━━━ Task data ━━━

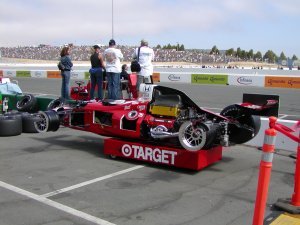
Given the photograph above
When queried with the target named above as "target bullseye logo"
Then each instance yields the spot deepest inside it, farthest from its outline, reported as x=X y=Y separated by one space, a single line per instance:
x=149 y=154
x=126 y=150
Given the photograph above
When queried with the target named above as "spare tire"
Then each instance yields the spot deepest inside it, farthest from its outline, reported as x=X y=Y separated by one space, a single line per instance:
x=28 y=123
x=10 y=125
x=28 y=103
x=55 y=103
x=47 y=121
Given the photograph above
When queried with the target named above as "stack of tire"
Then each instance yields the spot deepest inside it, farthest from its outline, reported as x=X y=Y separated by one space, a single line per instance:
x=21 y=121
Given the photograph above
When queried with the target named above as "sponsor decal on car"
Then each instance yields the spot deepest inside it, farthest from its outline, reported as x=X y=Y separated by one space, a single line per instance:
x=174 y=77
x=149 y=154
x=245 y=80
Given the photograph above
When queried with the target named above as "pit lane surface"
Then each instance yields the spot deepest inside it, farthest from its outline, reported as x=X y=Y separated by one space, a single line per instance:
x=63 y=177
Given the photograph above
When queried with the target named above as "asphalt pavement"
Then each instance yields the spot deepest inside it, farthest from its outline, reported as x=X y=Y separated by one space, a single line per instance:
x=63 y=177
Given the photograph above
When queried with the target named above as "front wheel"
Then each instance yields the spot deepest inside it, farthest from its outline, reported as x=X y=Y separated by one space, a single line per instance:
x=192 y=137
x=47 y=121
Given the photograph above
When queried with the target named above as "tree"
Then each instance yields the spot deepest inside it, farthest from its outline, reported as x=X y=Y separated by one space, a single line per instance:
x=214 y=51
x=270 y=56
x=250 y=54
x=257 y=56
x=181 y=48
x=229 y=52
x=282 y=56
x=238 y=52
x=243 y=55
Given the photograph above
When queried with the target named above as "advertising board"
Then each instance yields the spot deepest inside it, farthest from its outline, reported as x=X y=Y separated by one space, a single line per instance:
x=9 y=73
x=38 y=73
x=282 y=82
x=209 y=79
x=175 y=77
x=23 y=73
x=53 y=74
x=246 y=80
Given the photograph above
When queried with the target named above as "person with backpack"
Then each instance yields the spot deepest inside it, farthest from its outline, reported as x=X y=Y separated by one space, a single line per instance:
x=96 y=72
x=145 y=56
x=113 y=57
x=66 y=68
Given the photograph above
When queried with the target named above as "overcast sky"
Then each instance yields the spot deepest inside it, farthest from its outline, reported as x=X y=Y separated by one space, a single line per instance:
x=260 y=25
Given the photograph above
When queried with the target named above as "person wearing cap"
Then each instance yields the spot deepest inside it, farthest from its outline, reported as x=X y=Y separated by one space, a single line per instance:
x=66 y=73
x=145 y=60
x=96 y=72
x=113 y=57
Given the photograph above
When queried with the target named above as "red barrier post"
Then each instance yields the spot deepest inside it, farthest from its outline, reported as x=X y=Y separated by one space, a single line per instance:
x=264 y=176
x=296 y=194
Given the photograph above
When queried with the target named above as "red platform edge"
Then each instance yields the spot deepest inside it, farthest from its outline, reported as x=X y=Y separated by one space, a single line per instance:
x=162 y=154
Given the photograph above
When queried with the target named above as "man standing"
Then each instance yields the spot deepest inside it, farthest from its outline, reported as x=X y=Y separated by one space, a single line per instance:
x=96 y=72
x=145 y=60
x=113 y=57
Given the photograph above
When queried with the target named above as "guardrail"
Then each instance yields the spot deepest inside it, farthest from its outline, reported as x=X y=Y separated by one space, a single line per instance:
x=258 y=80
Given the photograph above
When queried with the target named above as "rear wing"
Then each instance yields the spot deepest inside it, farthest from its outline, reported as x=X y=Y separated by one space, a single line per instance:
x=266 y=105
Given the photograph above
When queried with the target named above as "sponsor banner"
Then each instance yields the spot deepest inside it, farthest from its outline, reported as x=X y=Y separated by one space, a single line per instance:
x=23 y=73
x=156 y=77
x=246 y=80
x=38 y=73
x=162 y=154
x=9 y=73
x=209 y=79
x=77 y=75
x=175 y=77
x=282 y=82
x=86 y=75
x=53 y=74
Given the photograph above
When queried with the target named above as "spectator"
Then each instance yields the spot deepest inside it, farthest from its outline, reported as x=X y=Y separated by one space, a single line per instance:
x=124 y=74
x=96 y=72
x=66 y=73
x=145 y=59
x=113 y=57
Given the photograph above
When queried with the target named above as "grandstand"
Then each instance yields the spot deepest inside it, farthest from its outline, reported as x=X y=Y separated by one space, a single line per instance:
x=82 y=53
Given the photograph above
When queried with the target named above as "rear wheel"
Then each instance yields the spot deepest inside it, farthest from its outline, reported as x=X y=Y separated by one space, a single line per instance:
x=47 y=121
x=192 y=137
x=247 y=127
x=28 y=103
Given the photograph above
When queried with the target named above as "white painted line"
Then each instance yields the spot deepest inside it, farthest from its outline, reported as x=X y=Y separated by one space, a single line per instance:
x=282 y=117
x=56 y=205
x=91 y=181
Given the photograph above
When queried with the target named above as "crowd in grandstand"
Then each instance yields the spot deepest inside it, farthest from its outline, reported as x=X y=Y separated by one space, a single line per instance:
x=82 y=53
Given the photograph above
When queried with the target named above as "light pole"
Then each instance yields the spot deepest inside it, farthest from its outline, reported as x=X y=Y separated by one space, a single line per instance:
x=112 y=19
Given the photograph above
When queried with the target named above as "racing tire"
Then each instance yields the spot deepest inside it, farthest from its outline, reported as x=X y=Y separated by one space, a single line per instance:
x=47 y=121
x=28 y=123
x=248 y=120
x=192 y=138
x=55 y=103
x=10 y=125
x=28 y=103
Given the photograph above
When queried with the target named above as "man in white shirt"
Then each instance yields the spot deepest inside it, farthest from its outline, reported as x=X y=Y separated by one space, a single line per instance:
x=113 y=57
x=145 y=60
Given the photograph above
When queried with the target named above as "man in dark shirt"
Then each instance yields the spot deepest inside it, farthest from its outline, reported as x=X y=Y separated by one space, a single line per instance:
x=96 y=72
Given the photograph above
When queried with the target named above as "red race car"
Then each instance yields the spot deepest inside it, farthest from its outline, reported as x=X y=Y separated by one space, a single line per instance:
x=161 y=115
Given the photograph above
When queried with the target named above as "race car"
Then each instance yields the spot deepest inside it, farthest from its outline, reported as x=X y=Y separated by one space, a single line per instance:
x=160 y=115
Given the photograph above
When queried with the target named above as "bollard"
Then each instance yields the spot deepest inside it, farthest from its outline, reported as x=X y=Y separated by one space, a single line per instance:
x=264 y=176
x=296 y=194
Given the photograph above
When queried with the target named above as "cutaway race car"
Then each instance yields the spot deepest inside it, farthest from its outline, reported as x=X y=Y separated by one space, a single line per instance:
x=161 y=115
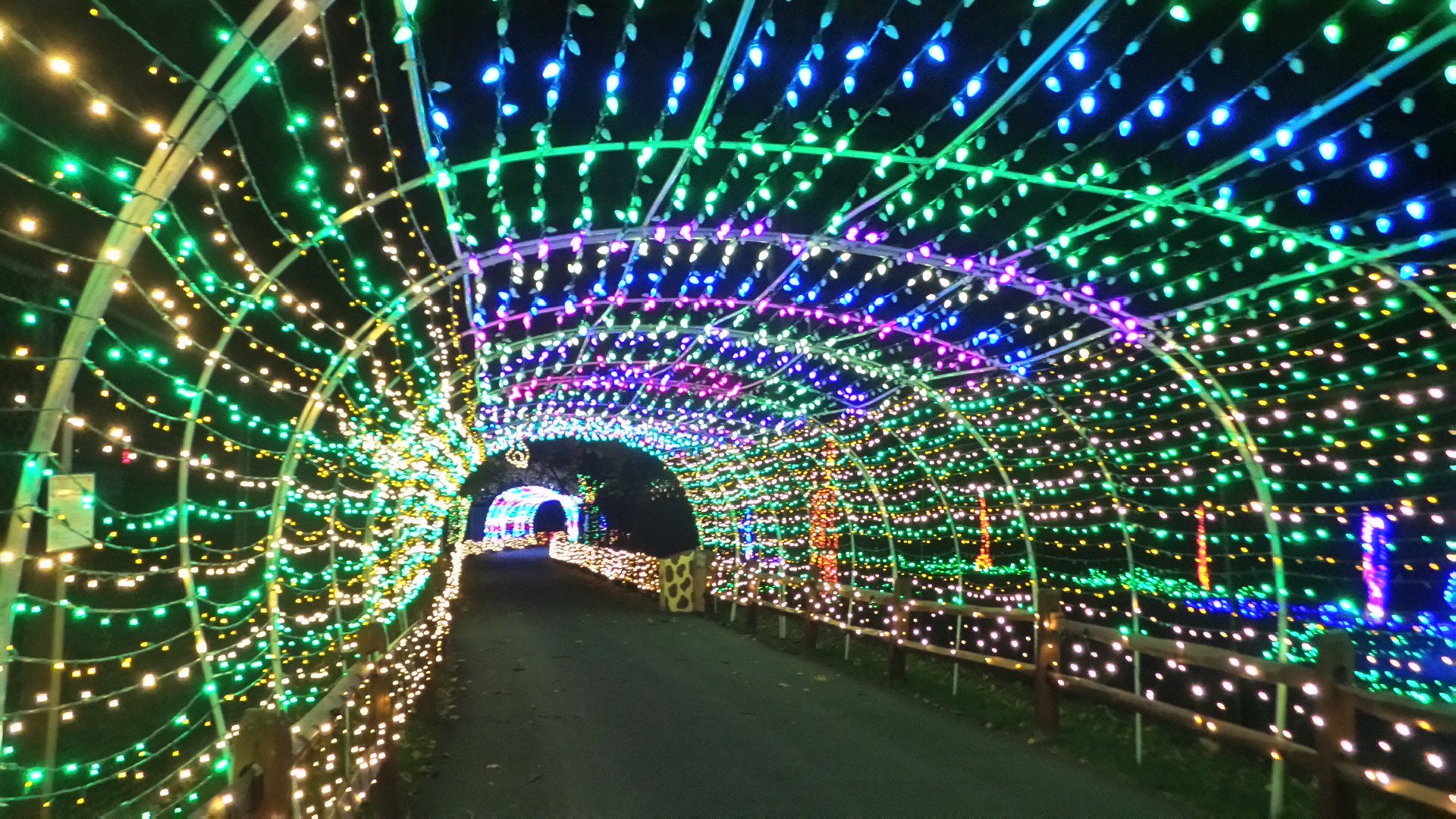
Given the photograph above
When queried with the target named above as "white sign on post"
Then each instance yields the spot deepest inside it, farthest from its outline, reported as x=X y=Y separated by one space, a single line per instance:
x=72 y=500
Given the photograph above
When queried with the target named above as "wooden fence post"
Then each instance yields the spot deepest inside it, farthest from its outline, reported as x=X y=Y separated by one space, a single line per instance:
x=1335 y=708
x=899 y=620
x=750 y=613
x=264 y=739
x=388 y=792
x=811 y=598
x=1049 y=656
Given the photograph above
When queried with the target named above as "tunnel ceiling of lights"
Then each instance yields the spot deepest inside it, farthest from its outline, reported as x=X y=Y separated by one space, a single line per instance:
x=1147 y=302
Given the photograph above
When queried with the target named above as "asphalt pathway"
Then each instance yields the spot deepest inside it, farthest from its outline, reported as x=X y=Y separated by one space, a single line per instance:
x=580 y=698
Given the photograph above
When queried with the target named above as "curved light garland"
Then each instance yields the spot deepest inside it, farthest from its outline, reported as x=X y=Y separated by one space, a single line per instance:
x=1145 y=302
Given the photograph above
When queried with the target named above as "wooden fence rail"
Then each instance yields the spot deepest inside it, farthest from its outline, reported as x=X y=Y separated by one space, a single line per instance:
x=1329 y=682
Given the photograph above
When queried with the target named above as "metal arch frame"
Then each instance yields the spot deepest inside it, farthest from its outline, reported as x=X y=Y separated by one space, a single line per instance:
x=77 y=335
x=369 y=333
x=441 y=279
x=570 y=503
x=162 y=175
x=191 y=129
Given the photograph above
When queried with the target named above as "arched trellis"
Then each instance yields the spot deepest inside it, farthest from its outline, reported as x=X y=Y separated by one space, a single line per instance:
x=158 y=186
x=422 y=292
x=1191 y=376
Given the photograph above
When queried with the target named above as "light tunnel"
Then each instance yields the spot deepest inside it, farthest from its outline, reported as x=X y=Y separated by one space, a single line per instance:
x=1147 y=303
x=513 y=512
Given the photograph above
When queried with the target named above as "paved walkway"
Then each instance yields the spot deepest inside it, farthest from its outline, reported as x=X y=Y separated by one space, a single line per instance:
x=580 y=698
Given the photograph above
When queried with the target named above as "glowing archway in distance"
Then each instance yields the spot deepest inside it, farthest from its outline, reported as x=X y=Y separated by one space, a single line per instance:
x=513 y=512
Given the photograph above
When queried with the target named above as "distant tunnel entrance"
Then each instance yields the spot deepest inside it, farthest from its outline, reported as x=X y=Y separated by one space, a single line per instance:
x=516 y=513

━━━

> _Objective_
Pick out each of the lines above that contains the word "shirt" and copy it unchanged.

> _Exercise solution_
When queried with the target named above as "man in white shirt"
When queried with the target named above as "man in dark shirt"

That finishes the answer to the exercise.